[Entries from a point annotation set]
>>

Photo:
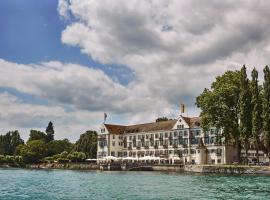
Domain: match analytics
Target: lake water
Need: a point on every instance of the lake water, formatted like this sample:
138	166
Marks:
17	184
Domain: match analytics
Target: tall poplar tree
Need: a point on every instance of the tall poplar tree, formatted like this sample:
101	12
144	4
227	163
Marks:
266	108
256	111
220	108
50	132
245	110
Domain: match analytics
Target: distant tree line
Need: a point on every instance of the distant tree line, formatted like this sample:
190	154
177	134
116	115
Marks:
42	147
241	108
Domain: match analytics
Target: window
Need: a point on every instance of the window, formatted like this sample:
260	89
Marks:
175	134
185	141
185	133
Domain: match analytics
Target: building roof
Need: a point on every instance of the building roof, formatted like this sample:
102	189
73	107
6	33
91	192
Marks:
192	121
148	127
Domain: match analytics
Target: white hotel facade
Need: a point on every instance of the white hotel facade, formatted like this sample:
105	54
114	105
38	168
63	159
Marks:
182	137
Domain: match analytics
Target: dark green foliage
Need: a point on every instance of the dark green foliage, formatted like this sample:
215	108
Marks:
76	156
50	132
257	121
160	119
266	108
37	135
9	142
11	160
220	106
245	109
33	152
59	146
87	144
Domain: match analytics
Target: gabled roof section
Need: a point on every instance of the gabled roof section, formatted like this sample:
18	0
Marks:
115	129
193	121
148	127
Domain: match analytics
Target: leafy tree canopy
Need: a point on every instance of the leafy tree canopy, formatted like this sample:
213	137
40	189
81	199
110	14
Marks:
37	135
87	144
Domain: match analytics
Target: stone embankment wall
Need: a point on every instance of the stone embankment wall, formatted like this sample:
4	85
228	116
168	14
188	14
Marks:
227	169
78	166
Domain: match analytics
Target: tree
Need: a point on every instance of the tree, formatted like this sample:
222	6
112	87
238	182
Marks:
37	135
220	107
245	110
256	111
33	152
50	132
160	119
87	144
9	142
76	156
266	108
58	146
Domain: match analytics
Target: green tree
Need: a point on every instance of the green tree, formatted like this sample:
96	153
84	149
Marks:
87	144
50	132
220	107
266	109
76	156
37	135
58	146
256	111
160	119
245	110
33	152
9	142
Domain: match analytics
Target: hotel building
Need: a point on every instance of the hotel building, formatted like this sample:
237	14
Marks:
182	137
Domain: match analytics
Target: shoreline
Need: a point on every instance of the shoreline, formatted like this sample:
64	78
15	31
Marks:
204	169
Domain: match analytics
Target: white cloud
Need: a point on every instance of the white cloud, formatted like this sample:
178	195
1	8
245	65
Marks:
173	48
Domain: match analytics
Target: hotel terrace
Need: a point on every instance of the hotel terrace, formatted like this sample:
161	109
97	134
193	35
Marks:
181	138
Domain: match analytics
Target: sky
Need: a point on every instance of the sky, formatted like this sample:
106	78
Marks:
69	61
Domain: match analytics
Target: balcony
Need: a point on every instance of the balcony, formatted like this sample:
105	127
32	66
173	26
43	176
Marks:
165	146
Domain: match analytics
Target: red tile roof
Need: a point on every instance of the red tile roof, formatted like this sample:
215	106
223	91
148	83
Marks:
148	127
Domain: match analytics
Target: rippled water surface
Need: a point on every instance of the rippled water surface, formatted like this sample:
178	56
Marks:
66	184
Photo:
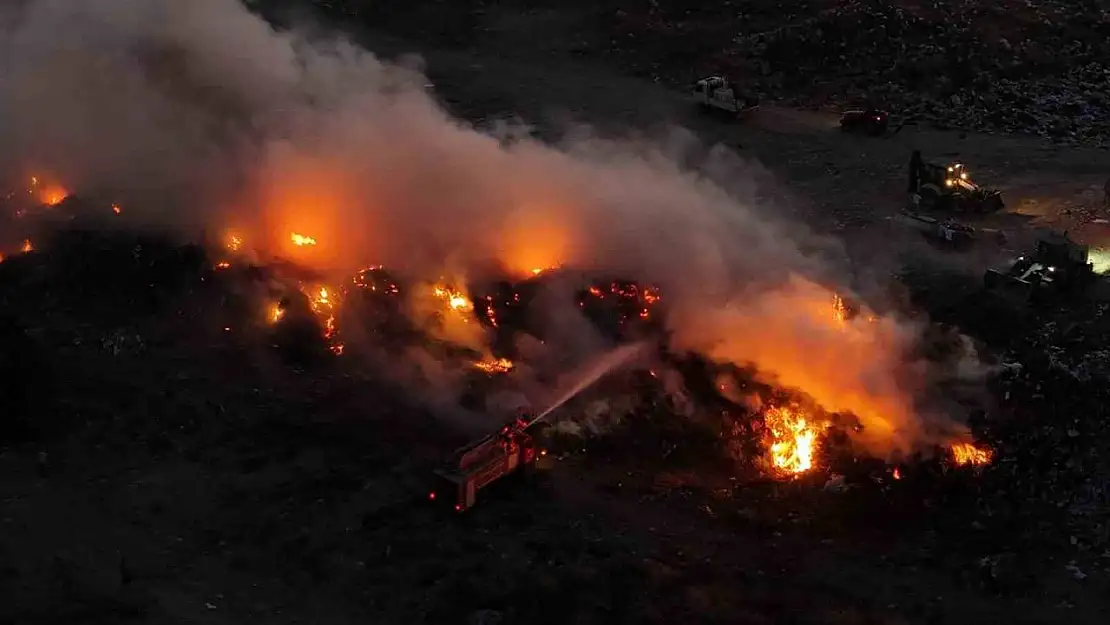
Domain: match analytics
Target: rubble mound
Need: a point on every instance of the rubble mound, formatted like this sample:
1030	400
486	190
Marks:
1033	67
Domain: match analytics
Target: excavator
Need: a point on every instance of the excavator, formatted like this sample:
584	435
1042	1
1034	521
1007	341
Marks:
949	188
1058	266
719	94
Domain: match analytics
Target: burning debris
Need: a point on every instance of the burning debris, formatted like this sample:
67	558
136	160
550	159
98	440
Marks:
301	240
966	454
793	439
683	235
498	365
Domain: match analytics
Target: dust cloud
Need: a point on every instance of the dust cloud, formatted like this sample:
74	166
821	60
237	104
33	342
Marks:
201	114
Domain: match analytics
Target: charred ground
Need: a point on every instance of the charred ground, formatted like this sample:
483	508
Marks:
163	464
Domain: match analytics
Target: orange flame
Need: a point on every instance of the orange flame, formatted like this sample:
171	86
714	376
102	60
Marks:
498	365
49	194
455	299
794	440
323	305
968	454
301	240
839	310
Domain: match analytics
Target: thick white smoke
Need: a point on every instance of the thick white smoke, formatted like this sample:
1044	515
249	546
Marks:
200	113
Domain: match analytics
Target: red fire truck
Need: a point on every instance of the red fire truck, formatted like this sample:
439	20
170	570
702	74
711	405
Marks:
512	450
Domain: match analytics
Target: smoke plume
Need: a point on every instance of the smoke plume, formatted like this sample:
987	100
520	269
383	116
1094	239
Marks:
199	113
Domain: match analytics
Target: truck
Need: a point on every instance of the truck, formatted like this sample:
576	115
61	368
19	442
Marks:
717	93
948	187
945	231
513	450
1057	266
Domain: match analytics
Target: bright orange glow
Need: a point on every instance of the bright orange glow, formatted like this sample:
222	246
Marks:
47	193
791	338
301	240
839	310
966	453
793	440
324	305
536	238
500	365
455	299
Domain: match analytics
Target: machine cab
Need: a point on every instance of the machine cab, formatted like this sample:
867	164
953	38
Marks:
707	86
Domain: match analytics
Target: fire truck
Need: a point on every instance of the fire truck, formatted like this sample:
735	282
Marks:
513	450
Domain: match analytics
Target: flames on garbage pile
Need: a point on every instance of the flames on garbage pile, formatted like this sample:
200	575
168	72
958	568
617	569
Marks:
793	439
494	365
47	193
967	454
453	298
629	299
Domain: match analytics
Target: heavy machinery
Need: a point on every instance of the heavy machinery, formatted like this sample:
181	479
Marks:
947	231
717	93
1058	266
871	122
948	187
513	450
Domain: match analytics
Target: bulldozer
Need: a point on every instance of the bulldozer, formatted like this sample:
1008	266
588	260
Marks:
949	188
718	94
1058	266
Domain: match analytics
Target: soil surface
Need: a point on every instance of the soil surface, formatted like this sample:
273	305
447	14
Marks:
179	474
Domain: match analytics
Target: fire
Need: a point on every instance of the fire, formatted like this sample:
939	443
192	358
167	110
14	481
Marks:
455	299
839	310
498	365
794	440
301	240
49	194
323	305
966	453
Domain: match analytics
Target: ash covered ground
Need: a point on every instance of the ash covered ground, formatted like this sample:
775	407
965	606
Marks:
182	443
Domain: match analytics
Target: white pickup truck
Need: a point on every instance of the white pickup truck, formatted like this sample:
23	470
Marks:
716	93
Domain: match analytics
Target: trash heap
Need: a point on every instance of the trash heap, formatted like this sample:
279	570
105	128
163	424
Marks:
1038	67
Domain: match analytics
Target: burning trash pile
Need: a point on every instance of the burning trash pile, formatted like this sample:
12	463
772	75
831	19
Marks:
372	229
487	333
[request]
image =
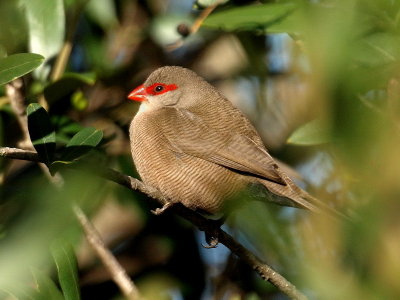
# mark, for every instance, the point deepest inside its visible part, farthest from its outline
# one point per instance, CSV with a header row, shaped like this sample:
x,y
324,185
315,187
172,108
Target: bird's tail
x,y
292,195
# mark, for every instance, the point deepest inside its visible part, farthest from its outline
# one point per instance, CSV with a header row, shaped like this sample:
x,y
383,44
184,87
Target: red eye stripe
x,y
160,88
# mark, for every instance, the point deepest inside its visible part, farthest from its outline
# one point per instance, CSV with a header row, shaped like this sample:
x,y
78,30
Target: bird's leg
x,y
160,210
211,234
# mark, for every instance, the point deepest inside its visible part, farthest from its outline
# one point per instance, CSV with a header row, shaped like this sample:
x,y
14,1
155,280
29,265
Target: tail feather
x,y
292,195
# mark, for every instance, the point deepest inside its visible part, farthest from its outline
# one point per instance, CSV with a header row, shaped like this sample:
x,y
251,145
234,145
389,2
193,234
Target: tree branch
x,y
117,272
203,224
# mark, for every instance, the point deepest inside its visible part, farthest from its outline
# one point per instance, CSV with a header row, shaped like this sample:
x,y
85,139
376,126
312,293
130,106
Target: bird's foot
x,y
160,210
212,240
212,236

<<

◆ TASK TO CARRY OUT ◆
Gather every line of the listing above that contains the string "flames", copying each one in full. Case counts.

◆ EXERCISE RESULT ◆
Target: flames on garbage pile
Need: a point on every instance of the flames on garbage pile, formatted like this sample:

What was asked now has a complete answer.